Enunciado do exercício> Transcreva da sentença o trecho entre "A absolvição do" e "reconhecer seu dono.", inclusive.

Página>
20 de julho de 2011

Identidade na semelhança



Juizado Especial Criminal da Comarca de Dracena
Processo n° 500/09

SENTENÇA:
Dispensado o relatório, nos termos da Lei nº 9.099/95.
Fundamento e decido.
A absolvição do acusado se impõe.
A vítima diz ter reconhecido a pessoa que a espiava “pelos olhos”.
Aí já reside a fragilidade da prova acusatória: não sendo pessoas íntimas, como dito pela própria vítima, torna-se incrível tenha ela reconhecido seu vizinho apenas por tais órgãos.
Demais disso, trata-se de pessoa que padece de miopia, incapaz sequer de visualizar este Magistrado – grande, gordo e alto – com perfeição. Disse que me vê de forma embaçada, sem os óculos. E isso a uma distância de menos de dois metros.
Assim, no chuveiro, com vapor e sem os óculos, torna-se mais incrível ainda tenha ela visto de modo tão expressivo os olhos – a ponto de reconhecer seu dono.

(Registros de anotação de pontos em imagens)
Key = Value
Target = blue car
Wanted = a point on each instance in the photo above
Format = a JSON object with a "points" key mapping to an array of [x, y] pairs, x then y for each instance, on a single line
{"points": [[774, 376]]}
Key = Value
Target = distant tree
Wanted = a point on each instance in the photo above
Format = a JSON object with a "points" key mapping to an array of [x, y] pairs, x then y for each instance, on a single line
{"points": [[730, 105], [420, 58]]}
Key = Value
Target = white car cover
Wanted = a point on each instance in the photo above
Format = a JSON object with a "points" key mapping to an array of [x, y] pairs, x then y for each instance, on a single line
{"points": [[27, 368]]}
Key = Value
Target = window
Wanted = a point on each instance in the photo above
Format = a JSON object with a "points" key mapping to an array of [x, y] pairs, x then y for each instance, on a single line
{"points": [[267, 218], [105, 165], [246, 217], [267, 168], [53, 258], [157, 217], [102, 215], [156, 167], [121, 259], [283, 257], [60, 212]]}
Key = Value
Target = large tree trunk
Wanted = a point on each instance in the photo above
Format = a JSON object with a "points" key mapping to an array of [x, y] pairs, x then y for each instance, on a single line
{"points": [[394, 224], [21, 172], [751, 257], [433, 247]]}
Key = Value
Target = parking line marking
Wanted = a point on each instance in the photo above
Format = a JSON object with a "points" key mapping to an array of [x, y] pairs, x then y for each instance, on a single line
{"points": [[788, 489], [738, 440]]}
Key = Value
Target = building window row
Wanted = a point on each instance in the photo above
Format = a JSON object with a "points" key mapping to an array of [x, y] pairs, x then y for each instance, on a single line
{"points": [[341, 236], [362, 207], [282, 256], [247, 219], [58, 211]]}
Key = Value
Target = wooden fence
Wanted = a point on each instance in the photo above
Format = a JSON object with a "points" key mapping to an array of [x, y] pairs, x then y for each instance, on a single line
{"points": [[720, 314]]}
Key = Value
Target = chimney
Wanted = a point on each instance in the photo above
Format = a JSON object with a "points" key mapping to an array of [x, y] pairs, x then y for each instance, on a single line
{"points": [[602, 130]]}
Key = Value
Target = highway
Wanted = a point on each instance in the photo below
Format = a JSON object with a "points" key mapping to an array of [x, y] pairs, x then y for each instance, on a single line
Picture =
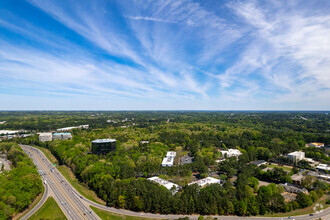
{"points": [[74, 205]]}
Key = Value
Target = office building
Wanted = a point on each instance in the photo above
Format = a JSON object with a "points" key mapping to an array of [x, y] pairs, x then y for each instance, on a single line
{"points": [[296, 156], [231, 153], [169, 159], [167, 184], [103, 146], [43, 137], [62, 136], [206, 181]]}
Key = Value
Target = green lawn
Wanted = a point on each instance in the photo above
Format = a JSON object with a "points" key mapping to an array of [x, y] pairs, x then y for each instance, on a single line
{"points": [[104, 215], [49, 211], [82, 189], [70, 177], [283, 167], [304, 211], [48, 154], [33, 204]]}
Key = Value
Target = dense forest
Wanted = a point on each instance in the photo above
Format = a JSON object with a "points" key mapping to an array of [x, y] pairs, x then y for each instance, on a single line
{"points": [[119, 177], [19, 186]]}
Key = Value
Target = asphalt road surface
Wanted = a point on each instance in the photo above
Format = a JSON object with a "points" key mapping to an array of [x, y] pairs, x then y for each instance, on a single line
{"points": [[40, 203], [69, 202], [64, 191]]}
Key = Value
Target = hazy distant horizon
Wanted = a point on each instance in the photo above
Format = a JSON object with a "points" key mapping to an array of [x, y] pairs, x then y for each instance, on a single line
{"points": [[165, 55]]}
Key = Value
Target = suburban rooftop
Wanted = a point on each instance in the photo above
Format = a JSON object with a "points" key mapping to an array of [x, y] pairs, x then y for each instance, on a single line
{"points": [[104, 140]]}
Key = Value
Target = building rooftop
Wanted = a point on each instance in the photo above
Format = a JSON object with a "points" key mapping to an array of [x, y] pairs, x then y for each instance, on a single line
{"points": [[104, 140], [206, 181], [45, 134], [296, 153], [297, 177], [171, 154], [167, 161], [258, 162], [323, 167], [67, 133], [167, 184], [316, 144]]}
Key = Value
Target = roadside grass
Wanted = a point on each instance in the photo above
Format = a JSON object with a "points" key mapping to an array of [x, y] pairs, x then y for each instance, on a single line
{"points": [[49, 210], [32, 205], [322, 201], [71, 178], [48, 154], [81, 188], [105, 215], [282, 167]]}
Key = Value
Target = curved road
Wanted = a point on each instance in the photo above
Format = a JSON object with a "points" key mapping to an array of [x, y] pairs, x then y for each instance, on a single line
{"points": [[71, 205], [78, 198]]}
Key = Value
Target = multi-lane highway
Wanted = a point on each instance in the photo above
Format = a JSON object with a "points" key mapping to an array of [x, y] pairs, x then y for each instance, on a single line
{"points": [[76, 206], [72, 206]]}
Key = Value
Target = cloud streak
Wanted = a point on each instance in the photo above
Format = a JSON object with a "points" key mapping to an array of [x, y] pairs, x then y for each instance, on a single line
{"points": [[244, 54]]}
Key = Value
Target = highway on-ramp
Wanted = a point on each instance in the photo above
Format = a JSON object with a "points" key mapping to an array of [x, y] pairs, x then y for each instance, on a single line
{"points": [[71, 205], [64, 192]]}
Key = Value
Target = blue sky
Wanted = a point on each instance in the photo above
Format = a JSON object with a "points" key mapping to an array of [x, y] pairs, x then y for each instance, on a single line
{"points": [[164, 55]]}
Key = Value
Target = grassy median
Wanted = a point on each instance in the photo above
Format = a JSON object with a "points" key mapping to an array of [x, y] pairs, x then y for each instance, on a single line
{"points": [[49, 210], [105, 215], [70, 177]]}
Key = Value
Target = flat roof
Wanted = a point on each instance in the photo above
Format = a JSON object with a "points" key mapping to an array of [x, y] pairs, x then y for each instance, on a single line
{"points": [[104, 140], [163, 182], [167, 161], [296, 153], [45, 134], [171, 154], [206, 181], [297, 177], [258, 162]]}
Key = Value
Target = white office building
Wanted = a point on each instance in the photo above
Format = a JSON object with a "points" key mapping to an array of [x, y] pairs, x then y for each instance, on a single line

Resposta do exercício>
A absolvição do acusado se impõe.
A vítima diz ter reconhecido a pessoa que a espiava “pelos olhos”.
Aí já reside a fragilidade da prova acusatória: não sendo pessoas íntimas, como dito pela própria vítima, torna-se incrível tenha ela reconhecido seu vizinho apenas por tais órgãos.
Demais disso, trata-se de pessoa que padece de miopia, incapaz sequer de visualizar este Magistrado – grande, gordo e alto – com perfeição. Disse que me vê de forma embaçada, sem os óculos. E isso a uma distância de menos de dois metros.
Assim, no chuveiro, com vapor e sem os óculos, torna-se mais incrível ainda tenha ela visto de modo tão expressivo os olhos – a ponto de reconhecer seu dono.